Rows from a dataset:
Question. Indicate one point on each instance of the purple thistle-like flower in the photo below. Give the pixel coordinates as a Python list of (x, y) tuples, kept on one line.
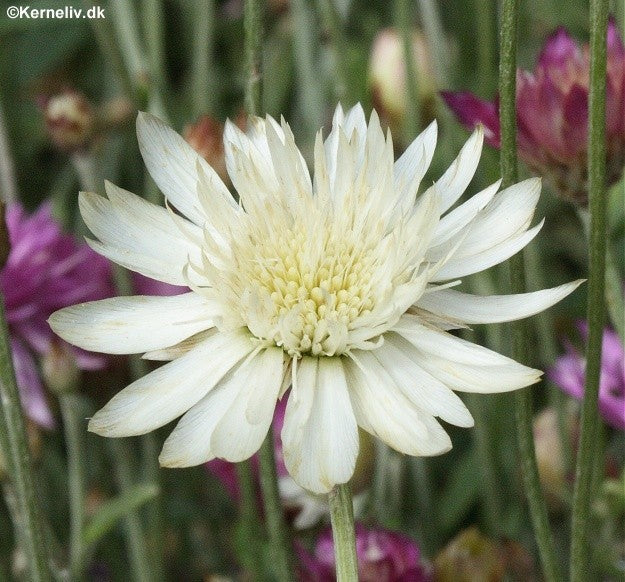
[(45, 271), (383, 556), (552, 113), (569, 374)]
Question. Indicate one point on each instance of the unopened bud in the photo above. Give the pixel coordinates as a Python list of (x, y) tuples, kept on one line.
[(387, 76), (205, 136), (468, 557), (70, 120), (59, 369)]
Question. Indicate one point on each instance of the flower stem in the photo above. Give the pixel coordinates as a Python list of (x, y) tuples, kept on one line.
[(251, 556), (14, 444), (523, 402), (72, 412), (596, 283), (342, 518), (404, 20), (122, 461), (305, 49), (8, 184), (613, 284), (203, 75), (332, 23), (278, 533), (253, 26), (111, 51)]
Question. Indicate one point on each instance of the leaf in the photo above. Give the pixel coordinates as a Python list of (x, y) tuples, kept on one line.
[(115, 509)]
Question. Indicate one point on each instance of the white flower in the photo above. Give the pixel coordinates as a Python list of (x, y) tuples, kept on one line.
[(337, 285)]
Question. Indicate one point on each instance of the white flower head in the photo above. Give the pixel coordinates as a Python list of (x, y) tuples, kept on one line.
[(337, 285)]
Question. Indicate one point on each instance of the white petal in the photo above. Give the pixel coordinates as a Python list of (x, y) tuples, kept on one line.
[(242, 429), (414, 163), (145, 240), (130, 325), (421, 388), (384, 411), (172, 163), (459, 217), (469, 309), (462, 365), (320, 450), (172, 389), (459, 266), (454, 181)]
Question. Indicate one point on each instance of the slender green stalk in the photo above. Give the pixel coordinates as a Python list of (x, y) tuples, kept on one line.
[(14, 444), (523, 402), (140, 563), (342, 518), (203, 87), (404, 22), (582, 497), (111, 50), (253, 25), (274, 514), (72, 411), (251, 556), (544, 325), (332, 22), (8, 184), (305, 50), (127, 28), (613, 283)]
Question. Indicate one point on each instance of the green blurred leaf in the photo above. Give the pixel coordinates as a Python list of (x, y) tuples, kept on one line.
[(115, 509)]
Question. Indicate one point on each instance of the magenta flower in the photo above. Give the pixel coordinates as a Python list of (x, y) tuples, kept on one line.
[(552, 113), (568, 373), (383, 556), (46, 270)]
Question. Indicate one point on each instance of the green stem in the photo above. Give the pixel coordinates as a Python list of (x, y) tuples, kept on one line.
[(404, 20), (274, 514), (523, 401), (122, 462), (332, 23), (596, 283), (72, 411), (203, 86), (251, 557), (111, 50), (253, 26), (8, 184), (549, 350), (342, 518), (14, 444), (614, 299), (305, 50)]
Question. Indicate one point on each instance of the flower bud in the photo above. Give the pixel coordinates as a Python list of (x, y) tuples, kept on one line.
[(387, 76), (469, 557), (205, 136), (59, 369), (70, 120)]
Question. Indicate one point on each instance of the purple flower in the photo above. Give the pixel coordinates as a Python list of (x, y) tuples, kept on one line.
[(569, 374), (552, 113), (45, 270), (383, 556)]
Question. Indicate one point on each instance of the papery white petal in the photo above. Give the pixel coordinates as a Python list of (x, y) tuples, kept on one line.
[(461, 365), (468, 309), (384, 411), (172, 389), (454, 181), (130, 325), (320, 448), (172, 163)]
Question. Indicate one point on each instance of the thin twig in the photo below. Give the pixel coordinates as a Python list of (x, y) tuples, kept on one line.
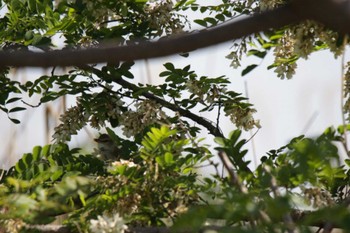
[(184, 112), (186, 42), (345, 143)]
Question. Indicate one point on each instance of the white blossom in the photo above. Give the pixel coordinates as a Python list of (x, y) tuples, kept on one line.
[(108, 224)]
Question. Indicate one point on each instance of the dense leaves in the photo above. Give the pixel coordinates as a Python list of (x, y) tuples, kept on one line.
[(156, 178)]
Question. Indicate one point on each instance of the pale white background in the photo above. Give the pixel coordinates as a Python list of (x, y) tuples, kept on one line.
[(307, 104)]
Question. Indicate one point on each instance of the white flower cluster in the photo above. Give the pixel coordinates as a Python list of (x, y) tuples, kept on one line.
[(285, 51), (346, 87), (270, 4), (108, 224), (161, 16), (75, 118), (72, 121), (147, 113), (318, 197), (242, 117)]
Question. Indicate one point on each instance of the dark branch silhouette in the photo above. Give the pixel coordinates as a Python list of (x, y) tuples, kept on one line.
[(186, 42), (335, 14)]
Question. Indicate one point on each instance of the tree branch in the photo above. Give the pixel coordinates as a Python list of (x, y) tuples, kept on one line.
[(186, 42)]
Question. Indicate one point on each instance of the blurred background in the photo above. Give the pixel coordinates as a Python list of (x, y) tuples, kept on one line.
[(306, 104)]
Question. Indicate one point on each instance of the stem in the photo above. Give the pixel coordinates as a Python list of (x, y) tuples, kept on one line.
[(184, 112), (345, 143)]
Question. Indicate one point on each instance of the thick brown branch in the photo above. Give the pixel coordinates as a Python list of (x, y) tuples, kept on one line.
[(177, 44)]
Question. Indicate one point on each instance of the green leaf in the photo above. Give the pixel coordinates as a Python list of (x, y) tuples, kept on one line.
[(168, 158), (201, 22), (17, 109), (13, 100), (169, 66), (248, 69), (36, 152)]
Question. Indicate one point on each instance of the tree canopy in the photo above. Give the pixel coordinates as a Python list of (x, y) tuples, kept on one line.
[(154, 184)]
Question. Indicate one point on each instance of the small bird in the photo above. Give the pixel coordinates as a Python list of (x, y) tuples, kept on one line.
[(107, 148)]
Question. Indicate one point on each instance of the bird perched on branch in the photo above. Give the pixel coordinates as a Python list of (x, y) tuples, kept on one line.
[(107, 148)]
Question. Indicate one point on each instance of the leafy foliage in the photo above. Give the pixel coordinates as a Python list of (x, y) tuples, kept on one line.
[(155, 179)]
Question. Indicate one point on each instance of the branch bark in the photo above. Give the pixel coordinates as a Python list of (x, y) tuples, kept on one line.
[(186, 42)]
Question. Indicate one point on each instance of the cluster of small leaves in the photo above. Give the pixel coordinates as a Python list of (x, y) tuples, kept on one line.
[(47, 182), (208, 94), (155, 184), (289, 44), (269, 199)]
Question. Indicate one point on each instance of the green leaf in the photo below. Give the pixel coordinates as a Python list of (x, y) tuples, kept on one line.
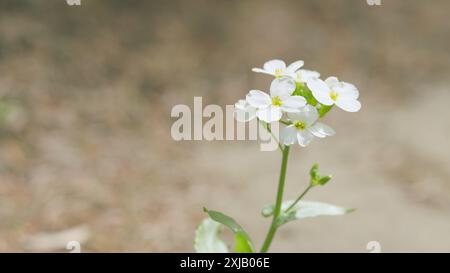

Job: Rewrite every line between the lines holding "Question. Indicate one point on each instance of the white petal" and "299), (305, 50)]", inclusive. Multiply each answer coordinate by 1.3 and round to the nearest whole number, with halves going up, and leave all other text unchanged.

Exercise solution:
Question. Indicate one point on each instance of the white petal in the photo above. Give the pixel coordinates as a Python list of (x, y) tuples, kept on one line.
[(315, 558), (538, 212), (189, 312), (169, 423), (547, 504), (499, 534), (224, 212), (597, 282), (610, 402), (601, 475), (416, 585), (224, 506), (597, 346), (590, 235)]
Question. Indicate one point on each instance of the slender green stalk in the photo above. Give the pixel coordinates as a Python list of (x, y) tuples, kept on one line.
[(18, 577), (680, 523), (182, 732), (445, 673), (264, 113), (525, 29), (757, 646), (144, 65), (329, 33), (356, 668), (94, 534), (326, 723), (707, 423), (432, 29), (10, 239), (397, 65), (165, 36), (797, 368)]
Question. Indicate one point on each instance of the green blurred leaf in the photo above. Give the pixel coordinates as a Python list of (x, y) tuples, kept on one line.
[(150, 662)]
Question. Indicate one point on each instance of the magenta flower in the photo above. Give the pixel coordinates as a Python list of (x, y) tuples, kept on one line.
[(718, 147), (738, 485), (498, 723), (60, 351)]
Question. Indicate one point on each instance of the green stem in the photo above. Give the pixel coordinates as a Python list of (x, y) tuples, kept on one line.
[(525, 26), (356, 668), (680, 521), (159, 601), (432, 30), (775, 368), (94, 534), (264, 112), (326, 724), (144, 65), (329, 34), (10, 239), (714, 455), (445, 673), (18, 577), (798, 389), (397, 65)]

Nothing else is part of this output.